Task: What is the number of lines in the data that contain "points"? Respond with nothing else.

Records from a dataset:
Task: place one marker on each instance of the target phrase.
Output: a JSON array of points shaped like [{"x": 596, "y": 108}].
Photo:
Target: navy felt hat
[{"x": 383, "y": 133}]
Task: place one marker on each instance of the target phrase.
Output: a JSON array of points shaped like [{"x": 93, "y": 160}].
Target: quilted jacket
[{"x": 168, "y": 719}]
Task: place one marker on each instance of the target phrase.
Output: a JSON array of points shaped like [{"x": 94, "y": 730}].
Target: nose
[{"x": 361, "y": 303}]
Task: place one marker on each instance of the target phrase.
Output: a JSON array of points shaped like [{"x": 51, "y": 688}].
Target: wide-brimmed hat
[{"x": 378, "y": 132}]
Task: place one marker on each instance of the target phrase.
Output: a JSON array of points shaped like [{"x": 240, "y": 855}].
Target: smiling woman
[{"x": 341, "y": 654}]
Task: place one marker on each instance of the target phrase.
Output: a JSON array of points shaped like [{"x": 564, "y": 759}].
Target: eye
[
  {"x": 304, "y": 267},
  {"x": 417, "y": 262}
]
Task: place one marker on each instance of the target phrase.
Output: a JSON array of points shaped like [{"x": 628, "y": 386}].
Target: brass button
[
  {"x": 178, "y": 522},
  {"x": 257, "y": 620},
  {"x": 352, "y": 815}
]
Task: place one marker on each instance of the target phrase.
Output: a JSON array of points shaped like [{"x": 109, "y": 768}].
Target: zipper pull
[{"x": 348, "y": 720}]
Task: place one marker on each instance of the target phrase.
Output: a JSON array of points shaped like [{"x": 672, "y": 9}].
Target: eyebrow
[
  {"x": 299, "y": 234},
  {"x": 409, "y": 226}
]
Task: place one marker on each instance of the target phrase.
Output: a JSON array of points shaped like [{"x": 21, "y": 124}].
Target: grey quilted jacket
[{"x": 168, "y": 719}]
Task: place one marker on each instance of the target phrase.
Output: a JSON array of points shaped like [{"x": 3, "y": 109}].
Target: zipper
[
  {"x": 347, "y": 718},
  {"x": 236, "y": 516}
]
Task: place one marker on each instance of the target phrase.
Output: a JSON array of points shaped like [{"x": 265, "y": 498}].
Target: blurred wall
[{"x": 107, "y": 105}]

Written response: 12